Uma revisão bibliográfica publicada na Revista Ibero-Americana de Humanidades, Ciências e Educação revelou um dado alarmante: a taxa de suicídio entre crianças indígenas no Brasil chega a ser 18,5 vezes maior que entre crianças não indígenas, com índices igualmente elevados entre adolescentes. A pesquisa, assinada por David Silva de Avilar, Elizeth Alves Cerqueira, Esmeralda Teixeira de Oliveira, Marta dos Santos Gama, Sávio Kotxiri Javaé e Halline Cardoso Jurema, aponta que o fenômeno está diretamente ligado a um conjunto de fatores históricos, sociais e culturais — e que a enfermagem, se atuar de forma intercultural, pode desempenhar papel decisivo na prevenção.
Entre os principais fatores de risco identificados estão a perda e a invasão de territórios, o preconceito, a invisibilidade cultural, o racismo institucional, o enfraquecimento das práticas tradicionais e a dificuldade de acesso a serviços de saúde. Some-se a isso a imposição de um modelo biomédico que ignora cosmologias indígenas e desconsidera a espiritualidade e as redes comunitárias como parte essencial do cuidado.
A pesquisa destaca que o impacto é especialmente severo entre jovens e crianças, que vivenciam não apenas a ruptura com o território e a cultura, mas também o convívio com episódios de suicídio em seus círculos próximos — fator que aumenta a vulnerabilidade. Em alguns povos, o suicídio é interpretado também por dimensões espirituais, como a ação de “estragos” ou “feitiços”, o que exige uma abordagem de saúde que vá muito além da prescrição médica.
É nesse cenário que a enfermagem pode se tornar linha de frente na prevenção, desde que atue com escuta ativa, respeito aos saberes tradicionais e articulação com lideranças comunitárias. O estudo defende que enfermeiros e enfermeiras precisam ser formados para o trabalho intercultural, rompendo com o atendimento padronizado e reconhecendo as formas próprias de compreender e tratar o sofrimento psíquico.
Para os autores, é urgente qualificar equipes de saúde para integrar práticas ocidentais e indígenas, superar o racismo institucional e fortalecer redes de apoio locais. “Sem isso, as estatísticas continuarão denunciando não apenas uma crise sanitária, mas uma crise de humanidade”, concluem.
Referência:
AVILAR, David Silva de et al. Depressão e o suicídio entre indígenas: uma análise do papel da enfermagem na prevenção. Revista Ibero-Americana de Humanidades, Ciências e Educação, v. 11, n. 8, p. 620-636, ago. 2025. DOI: 10.51891/rease.v11i8.19821.

● INFORMAÇÕES EXIBIDAS
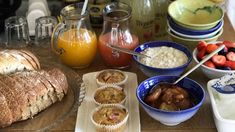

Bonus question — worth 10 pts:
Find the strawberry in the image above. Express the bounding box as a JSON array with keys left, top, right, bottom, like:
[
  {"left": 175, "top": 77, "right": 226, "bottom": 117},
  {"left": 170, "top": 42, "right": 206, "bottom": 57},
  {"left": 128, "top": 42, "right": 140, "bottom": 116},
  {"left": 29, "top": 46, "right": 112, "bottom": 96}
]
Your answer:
[
  {"left": 204, "top": 60, "right": 215, "bottom": 68},
  {"left": 197, "top": 47, "right": 206, "bottom": 61},
  {"left": 197, "top": 41, "right": 207, "bottom": 51},
  {"left": 212, "top": 55, "right": 226, "bottom": 66},
  {"left": 224, "top": 61, "right": 235, "bottom": 70},
  {"left": 223, "top": 41, "right": 235, "bottom": 48},
  {"left": 226, "top": 52, "right": 235, "bottom": 61},
  {"left": 206, "top": 44, "right": 218, "bottom": 54},
  {"left": 218, "top": 47, "right": 228, "bottom": 55}
]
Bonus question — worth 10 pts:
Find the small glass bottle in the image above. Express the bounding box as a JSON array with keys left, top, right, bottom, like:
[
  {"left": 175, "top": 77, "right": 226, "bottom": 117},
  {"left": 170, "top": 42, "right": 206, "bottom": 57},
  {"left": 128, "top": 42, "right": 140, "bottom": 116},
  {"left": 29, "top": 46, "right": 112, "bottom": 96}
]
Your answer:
[
  {"left": 98, "top": 2, "right": 139, "bottom": 69},
  {"left": 154, "top": 0, "right": 170, "bottom": 40},
  {"left": 127, "top": 0, "right": 155, "bottom": 43},
  {"left": 88, "top": 0, "right": 111, "bottom": 27}
]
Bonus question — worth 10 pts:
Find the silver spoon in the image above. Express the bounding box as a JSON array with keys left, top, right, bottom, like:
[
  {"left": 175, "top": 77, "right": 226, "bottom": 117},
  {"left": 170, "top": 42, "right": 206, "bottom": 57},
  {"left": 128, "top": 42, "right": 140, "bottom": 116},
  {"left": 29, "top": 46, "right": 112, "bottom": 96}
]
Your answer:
[
  {"left": 149, "top": 45, "right": 225, "bottom": 94},
  {"left": 108, "top": 44, "right": 151, "bottom": 58}
]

● COMPLETE O SEGUINTE
• A. Por favor, transcreva literalmente o trecho do texto sobre suicídio entre indígenas que começa em "Para os autores, é" e termina em "2025. DOI: 10.51891/rease.v11i8.19821.".
• B. De acordo com o texto sobre suicídio entre indígenas, por que a abordagem de saúde precisa ir muito além da prescrição médica? Responda em uma a três frases.

● RESPOSTAS ÀS TAREFAS
• A.
Para os autores, é urgente qualificar equipes de saúde para integrar práticas ocidentais e indígenas, superar o racismo institucional e fortalecer redes de apoio locais. “Sem isso, as estatísticas continuarão denunciando não apenas uma crise sanitária, mas uma crise de humanidade”, concluem.
Referência:
AVILAR, David Silva de et al. Depressão e o suicídio entre indígenas: uma análise do papel da enfermagem na prevenção. Revista Ibero-Americana de Humanidades, Ciências e Educação, v. 11, n. 8, p. 620-636, ago. 2025. DOI: 10.51891/rease.v11i8.19821.

• B. Porque, em alguns povos, o suicídio é interpretado também por dimensões espirituais, como a ação de “estragos” ou “feitiços”.